Ainsi les jurés connaîtront enfin la loi pénale qu’ils doivent indirectement appliquer, et le président, qui est leur guide, ne feindra plus de voiler à leurs yeux ce qui est à l’audience l’objet des préoccupations de tous. Les jurés rentreront donc dans leur salle mieux éclairés sur leur tâche ; mais si, au cours du délibéré, des éclaircissemens sont encore nécessaires, nous demandons qu’il soit interdit au président des assises de pénétrer seul parmi eux.

Sans doute, nous souhaitons plus d’harmonie dans le concours des deux magistratures : mais, tant que l’idée de leur séparation sera maintenue, nous n’admettons de réunion du président et des jurés avant le verdict que si l’accusateur, la partie civile, l’accusé et son défenseur sont présens ; s’ils peuvent exercer au moment de cette consultation dernière (souvent décisive) le droit du contrôle mutuel qui n’est blessant pour personne, et qui est si nécessaire à l’œuvre de justice[1].

Le recrutement des deux magistratures et leurs rapports entre elles se trouvant ainsi modifiés, d’importantes réformes se produiront d’elles-mêmes à l’audience de demain. Nous en esquisserons bientôt le rapide tableau.


JEAN CRUPPI.

  1. L’Accusé devant la loi pénale de France, par Henry Marcy, p. 253 et suiv. La loi suisse et la loi allemande exigent, pour tout éclaircissement demandé au président des assises par le jury, le retour de celui-ci à l’audience même. — En Autriche, le président peut, à la demande des jurés, se rendre au milieu d’eux, avec le greffier, l’accusateur et l’accusé. — De même en Italie. En Espagne, toute demande d’explication entre les jurés et le président doit se faire par écrit et sans déplacement.

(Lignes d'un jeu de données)
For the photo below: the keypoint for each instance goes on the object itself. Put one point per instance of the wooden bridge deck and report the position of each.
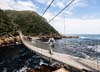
(65, 59)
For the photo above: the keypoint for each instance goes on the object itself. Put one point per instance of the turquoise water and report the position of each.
(86, 46)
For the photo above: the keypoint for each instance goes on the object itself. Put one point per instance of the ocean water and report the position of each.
(86, 46)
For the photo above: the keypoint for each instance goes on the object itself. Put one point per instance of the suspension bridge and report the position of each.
(68, 60)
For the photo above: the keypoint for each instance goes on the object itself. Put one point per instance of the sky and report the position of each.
(81, 17)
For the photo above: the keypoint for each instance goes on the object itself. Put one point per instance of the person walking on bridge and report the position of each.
(51, 42)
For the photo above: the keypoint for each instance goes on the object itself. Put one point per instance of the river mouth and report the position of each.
(17, 57)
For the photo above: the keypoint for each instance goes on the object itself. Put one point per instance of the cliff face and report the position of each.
(27, 21)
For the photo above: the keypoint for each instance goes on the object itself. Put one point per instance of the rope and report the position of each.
(47, 7)
(62, 10)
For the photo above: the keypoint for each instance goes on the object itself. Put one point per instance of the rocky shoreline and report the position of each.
(14, 57)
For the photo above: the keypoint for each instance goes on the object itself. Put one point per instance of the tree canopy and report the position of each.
(29, 22)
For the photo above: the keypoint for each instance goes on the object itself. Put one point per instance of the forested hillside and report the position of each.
(27, 21)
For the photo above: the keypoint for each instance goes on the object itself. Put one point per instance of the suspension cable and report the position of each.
(47, 7)
(62, 10)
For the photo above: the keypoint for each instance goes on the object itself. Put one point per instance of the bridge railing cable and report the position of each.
(47, 7)
(62, 10)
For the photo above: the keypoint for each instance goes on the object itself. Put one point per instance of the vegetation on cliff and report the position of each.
(27, 21)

**ÉNONCÉ**
Reproduisez fidèlement le passage de l'extrait sur la cour d'assises qui débute aux mots « Le recrutement des » et s'achève après « JEAN CRUPPI. ». Appuyez-vous exclusivement sur l'extrait.

**RÉSULTAT FINAL**
Le recrutement des deux magistratures et leurs rapports entre elles se trouvant ainsi modifiés, d’importantes réformes se produiront d’elles-mêmes à l’audience de demain. Nous en esquisserons bientôt le rapide tableau.


JEAN CRUPPI.